カンジタ

口腔内カンジタ病(鵞口瘡)、カンジタおむつかぶれ

大人から赤ちゃんに移る皮膚病の一つに「鵞口瘡(がこうそう)」という病気があります。聞きなれない人がほとんどだと思いますが、カンジダアルビカンスという真菌が原因で、口の中に白い斑点のようなカビが付着する皮膚病です。

カンジタ病にかかった母親の産道をとおった時や、口腔内カンジタに感染した人からの口移し、そして真菌が付着した哺乳瓶やスプーンなどを通じて赤ちゃんに感染します。

妊娠中は、ホルモンバランスが崩れやすく、疲れやすいので、カンジタ菌が増殖しやすくなります。また、出産後も体力が落ちている時や、抵抗力が弱っている時にも起こりやすいようです。

それ以外にも、ステロイド薬や抗生物質を服用している免疫不全の人(普通の人はあまり心配ありません)、高齢者などが発症しやすいので、おじいちゃん、おばあちゃんや友人などが遊びに来た時には、ちょっと言いずらいかもしれませんが、赤ちゃんを抱っこしたりする前に手をしっかり洗ってもらいましょう。
=-=-=
作業指示 A —
本文の「大人から赤ちゃんに移る皮膚病」から始まり「っかり洗ってもらいましょう。」で終わる部分を、「赤ちゃん」を「乳児」に置き換えて書き直してください。
作業指示 B —
本文によると、鵞口瘡の原因となる真菌は何か。
=-=-=
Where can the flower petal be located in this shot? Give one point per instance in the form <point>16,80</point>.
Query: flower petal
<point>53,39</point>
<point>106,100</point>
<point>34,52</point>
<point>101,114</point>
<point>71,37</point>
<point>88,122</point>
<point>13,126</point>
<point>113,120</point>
=-=-=
想定解答 A —
大人から乳児に移る皮膚病の一つに「鵞口瘡(がこうそう)」という病気があります。聞きなれない人がほとんどだと思いますが、カンジダアルビカンスという真菌が原因で、口の中に白い斑点のようなカビが付着する皮膚病です。

カンジタ病にかかった母親の産道をとおった時や、口腔内カンジタに感染した人からの口移し、そして真菌が付着した哺乳瓶やスプーンなどを通じて乳児に感染します。

妊娠中は、ホルモンバランスが崩れやすく、疲れやすいので、カンジタ菌が増殖しやすくなります。また、出産後も体力が落ちている時や、抵抗力が弱っている時にも起こりやすいようです。

それ以外にも、ステロイド薬や抗生物質を服用している免疫不全の人(普通の人はあまり心配ありません)、高齢者などが発症しやすいので、おじいちゃん、おばあちゃんや友人などが遊びに来た時には、ちょっと言いずらいかもしれませんが、乳児を抱っこしたりする前に手をしっかり洗ってもらいましょう。

想定解答 B —
カンジダアルビカンスという真菌。